- _ЗАДАНИЕ_
Замените в этих данных «instance» на «object», оставив всё остальное без изменений, и приведите их заново, не включая изображения.

Данные из набора для аннотирования
================
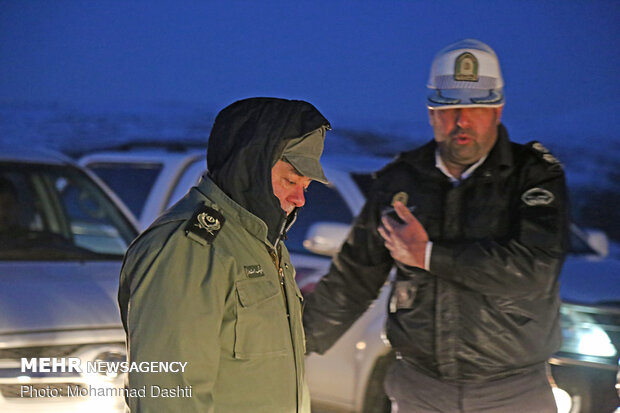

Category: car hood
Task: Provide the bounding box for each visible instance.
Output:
[560,256,620,307]
[0,261,121,334]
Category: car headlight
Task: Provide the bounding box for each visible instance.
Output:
[560,304,618,357]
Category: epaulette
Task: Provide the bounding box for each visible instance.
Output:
[185,205,226,245]
[525,141,564,169]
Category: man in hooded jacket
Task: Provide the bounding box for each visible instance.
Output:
[119,98,330,413]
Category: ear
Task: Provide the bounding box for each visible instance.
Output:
[428,109,434,126]
[495,106,504,125]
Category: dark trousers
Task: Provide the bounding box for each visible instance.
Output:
[385,359,557,413]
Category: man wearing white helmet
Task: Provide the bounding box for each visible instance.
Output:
[304,39,568,413]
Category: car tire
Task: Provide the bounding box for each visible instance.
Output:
[362,352,394,413]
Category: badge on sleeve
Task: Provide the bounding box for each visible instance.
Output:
================
- _РЕЗУЛЬТАТ_
Category: car hood
Task: Provide the bounding box for each visible object.
Output:
[560,256,620,307]
[0,261,121,334]
Category: car headlight
Task: Provide the bounding box for each visible object.
Output:
[560,304,618,357]
Category: epaulette
Task: Provide the bounding box for each visible object.
Output:
[185,205,226,245]
[525,141,564,169]
Category: man in hooded jacket
Task: Provide the bounding box for each visible object.
Output:
[119,98,330,413]
Category: ear
Task: Provide the bounding box for each visible object.
Output:
[428,109,434,126]
[495,106,504,125]
Category: dark trousers
Task: Provide the bounding box for each visible object.
Output:
[385,359,557,413]
Category: man wearing white helmet
Task: Provide the bounding box for each visible object.
Output:
[304,39,568,413]
Category: car tire
Task: Provide the bounding box for each visible object.
Output:
[362,352,394,413]
Category: badge on sleeve
Task: Provide the bounding box for each visible object.
Output:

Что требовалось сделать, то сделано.